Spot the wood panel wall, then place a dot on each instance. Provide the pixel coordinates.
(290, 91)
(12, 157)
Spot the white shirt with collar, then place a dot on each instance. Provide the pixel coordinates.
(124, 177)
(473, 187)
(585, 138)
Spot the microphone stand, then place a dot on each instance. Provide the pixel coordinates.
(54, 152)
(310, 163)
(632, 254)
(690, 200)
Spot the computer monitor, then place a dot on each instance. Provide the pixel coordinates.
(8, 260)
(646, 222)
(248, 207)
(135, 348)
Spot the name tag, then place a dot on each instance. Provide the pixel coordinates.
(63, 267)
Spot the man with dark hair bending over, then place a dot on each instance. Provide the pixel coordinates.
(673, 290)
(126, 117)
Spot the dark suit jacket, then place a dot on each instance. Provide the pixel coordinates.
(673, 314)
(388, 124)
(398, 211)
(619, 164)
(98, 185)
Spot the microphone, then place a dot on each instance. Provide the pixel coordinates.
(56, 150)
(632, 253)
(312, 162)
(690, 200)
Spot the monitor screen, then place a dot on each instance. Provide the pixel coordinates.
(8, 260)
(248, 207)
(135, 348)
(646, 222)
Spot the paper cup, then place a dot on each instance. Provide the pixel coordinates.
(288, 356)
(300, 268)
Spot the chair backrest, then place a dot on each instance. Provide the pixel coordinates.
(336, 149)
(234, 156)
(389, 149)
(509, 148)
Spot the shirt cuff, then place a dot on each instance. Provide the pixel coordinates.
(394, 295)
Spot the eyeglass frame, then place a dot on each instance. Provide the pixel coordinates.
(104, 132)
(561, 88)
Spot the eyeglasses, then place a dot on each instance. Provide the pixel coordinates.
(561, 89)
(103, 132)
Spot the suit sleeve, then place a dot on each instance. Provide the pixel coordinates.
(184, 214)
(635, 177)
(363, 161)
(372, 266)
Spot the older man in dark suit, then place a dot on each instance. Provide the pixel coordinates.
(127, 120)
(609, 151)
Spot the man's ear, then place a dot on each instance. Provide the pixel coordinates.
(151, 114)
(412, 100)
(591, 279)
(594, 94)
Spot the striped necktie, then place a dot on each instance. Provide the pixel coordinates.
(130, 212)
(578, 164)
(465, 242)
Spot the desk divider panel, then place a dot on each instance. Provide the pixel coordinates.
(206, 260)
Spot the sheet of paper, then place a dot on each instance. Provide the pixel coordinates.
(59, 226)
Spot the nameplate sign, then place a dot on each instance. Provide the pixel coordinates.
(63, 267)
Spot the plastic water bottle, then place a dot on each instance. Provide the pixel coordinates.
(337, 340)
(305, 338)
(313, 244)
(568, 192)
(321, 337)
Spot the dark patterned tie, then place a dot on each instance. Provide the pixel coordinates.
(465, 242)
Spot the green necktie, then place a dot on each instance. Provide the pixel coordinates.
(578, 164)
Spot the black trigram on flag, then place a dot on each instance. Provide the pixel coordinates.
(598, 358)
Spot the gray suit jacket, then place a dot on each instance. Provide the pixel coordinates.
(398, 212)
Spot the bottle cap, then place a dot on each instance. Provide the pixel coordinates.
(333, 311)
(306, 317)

...

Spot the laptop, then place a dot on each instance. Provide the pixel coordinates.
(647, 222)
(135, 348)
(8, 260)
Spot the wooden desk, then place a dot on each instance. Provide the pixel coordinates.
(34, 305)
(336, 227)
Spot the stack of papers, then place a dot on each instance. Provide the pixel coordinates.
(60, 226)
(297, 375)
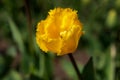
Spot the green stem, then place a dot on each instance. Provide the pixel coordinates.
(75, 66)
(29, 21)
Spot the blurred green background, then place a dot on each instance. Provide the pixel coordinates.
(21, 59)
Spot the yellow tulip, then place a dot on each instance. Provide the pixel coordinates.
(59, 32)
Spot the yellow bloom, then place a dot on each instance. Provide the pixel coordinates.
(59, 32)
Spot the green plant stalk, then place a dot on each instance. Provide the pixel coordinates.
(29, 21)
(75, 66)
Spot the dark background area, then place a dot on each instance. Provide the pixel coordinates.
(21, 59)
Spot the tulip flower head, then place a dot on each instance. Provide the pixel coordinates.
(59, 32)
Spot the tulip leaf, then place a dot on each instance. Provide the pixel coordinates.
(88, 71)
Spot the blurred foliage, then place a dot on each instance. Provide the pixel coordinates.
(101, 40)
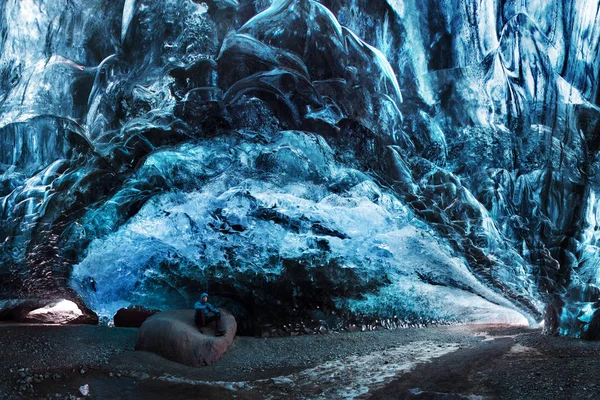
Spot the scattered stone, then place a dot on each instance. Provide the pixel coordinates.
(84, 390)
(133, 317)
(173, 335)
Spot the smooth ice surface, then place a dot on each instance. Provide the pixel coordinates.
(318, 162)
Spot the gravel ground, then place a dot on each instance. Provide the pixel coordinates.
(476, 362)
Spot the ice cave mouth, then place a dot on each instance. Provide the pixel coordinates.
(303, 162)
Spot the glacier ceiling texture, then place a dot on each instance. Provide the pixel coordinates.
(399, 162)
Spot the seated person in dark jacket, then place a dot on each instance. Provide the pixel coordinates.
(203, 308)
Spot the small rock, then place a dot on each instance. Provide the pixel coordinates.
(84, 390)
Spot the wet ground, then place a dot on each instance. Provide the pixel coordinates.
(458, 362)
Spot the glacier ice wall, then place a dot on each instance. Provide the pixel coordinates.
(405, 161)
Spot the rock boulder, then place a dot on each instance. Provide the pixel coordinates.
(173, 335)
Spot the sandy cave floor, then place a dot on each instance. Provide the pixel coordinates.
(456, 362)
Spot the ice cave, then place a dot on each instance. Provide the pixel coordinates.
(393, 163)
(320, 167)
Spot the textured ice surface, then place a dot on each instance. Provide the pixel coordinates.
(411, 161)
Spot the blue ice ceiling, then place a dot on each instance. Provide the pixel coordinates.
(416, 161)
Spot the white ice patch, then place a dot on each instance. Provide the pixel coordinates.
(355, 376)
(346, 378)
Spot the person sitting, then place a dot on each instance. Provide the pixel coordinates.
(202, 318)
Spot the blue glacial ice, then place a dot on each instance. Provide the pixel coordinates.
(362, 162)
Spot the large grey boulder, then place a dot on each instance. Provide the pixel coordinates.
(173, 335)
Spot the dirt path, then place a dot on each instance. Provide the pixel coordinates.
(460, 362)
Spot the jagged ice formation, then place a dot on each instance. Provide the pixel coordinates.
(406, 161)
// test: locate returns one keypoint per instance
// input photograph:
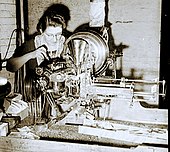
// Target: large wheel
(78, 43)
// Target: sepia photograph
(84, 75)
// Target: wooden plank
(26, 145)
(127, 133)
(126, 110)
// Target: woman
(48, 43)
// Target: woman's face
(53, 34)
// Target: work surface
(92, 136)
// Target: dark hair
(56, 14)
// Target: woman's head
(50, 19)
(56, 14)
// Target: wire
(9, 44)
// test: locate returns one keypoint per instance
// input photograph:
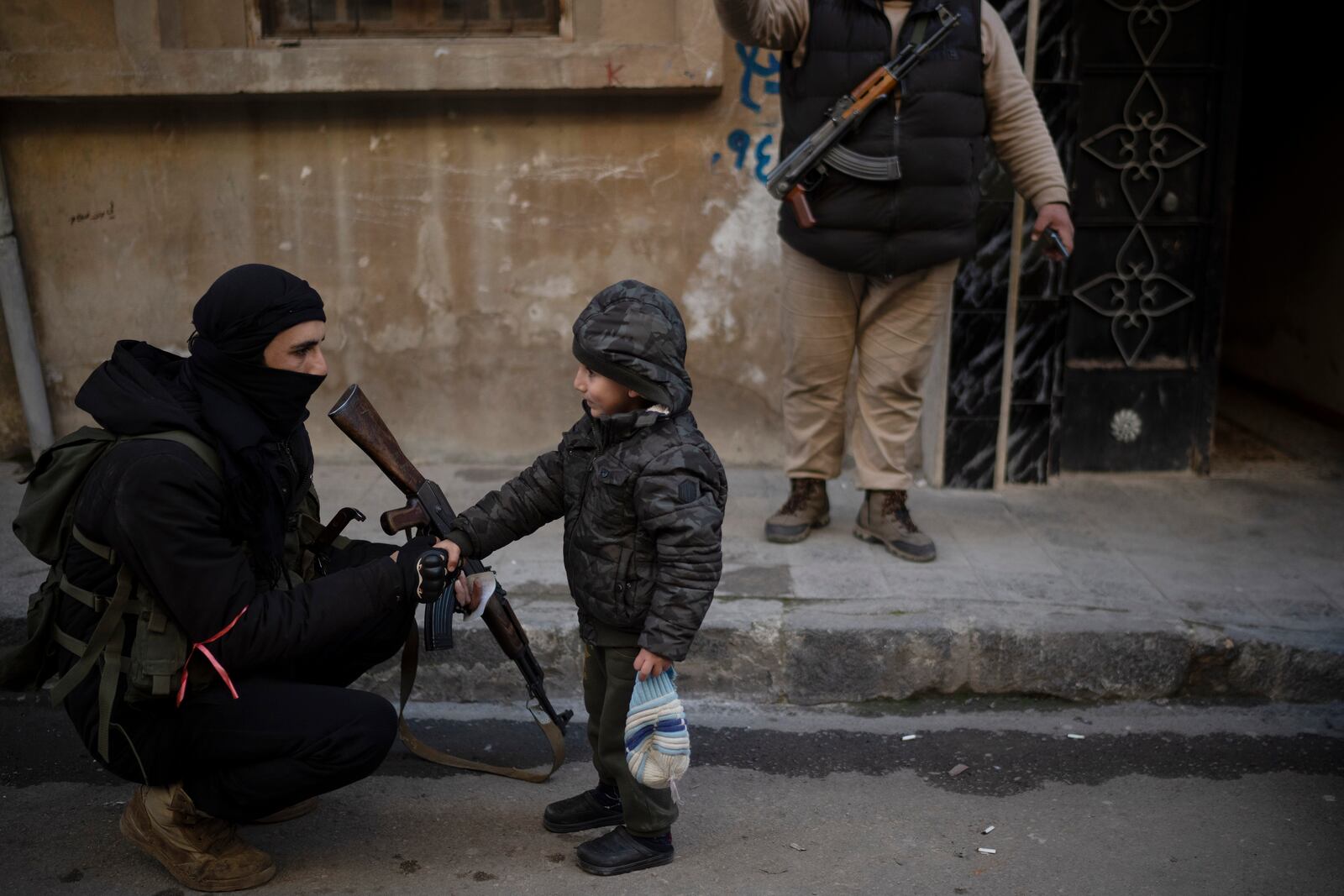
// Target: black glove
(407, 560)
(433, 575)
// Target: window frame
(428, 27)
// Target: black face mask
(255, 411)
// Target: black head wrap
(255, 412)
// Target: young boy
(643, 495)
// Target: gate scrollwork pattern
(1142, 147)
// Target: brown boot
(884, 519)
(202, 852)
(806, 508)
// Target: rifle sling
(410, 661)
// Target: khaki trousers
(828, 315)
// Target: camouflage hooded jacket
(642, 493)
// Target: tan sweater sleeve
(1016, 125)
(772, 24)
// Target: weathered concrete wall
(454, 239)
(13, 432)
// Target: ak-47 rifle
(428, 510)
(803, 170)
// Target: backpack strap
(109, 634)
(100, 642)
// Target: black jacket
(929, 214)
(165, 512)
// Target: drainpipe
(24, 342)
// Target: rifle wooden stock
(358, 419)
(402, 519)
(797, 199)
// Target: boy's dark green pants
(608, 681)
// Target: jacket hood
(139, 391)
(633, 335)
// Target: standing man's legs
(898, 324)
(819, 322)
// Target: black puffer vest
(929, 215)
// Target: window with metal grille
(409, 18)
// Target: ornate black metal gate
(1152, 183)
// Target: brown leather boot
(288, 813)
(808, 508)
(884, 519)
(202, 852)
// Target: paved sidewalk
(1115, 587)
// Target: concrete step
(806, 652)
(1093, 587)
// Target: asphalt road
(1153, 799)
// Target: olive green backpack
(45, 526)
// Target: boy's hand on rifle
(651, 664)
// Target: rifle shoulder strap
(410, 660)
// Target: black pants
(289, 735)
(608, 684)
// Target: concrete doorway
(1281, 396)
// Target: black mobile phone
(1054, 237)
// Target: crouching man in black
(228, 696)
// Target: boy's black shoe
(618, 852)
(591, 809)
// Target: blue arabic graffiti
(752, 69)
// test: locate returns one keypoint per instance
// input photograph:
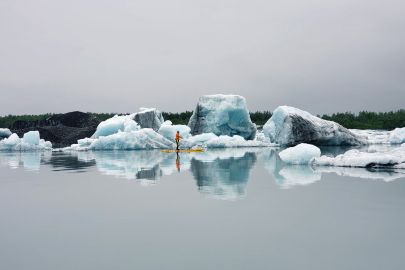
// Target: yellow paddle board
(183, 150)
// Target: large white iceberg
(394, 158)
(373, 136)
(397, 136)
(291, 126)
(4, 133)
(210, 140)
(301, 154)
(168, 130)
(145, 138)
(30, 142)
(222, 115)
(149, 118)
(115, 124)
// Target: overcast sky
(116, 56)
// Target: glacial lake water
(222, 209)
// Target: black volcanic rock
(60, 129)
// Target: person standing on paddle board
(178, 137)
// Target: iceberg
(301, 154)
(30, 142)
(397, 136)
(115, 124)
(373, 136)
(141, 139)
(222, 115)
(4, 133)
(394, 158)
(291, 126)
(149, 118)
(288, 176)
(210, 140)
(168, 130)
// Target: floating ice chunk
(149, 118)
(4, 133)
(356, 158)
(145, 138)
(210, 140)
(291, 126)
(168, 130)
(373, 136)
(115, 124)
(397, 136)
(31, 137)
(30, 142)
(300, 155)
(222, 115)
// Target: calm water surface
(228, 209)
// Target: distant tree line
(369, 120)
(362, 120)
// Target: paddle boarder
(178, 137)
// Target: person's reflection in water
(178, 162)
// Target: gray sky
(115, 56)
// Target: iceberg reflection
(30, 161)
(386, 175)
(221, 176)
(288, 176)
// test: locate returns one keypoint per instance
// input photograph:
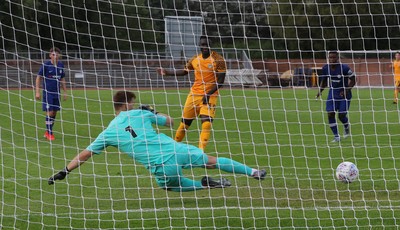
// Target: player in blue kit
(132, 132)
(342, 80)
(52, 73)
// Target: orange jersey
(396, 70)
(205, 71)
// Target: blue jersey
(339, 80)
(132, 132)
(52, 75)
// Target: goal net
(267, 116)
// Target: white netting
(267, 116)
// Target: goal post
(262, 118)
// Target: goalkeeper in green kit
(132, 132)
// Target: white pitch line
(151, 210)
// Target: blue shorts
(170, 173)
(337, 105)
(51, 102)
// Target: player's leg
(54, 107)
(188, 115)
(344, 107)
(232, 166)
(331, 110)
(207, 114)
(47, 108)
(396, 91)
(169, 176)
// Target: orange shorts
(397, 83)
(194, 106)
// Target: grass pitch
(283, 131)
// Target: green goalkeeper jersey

What is required | From the line that has "Target: orange shorts" through the line that has "green goalkeeper jersey", copy every line exactly as it appears above, and leave out all others.

Result of this exercise |
// Target: orange shorts
(397, 83)
(194, 106)
// Target: grass pitch
(283, 131)
// Target: green goalkeeper jersey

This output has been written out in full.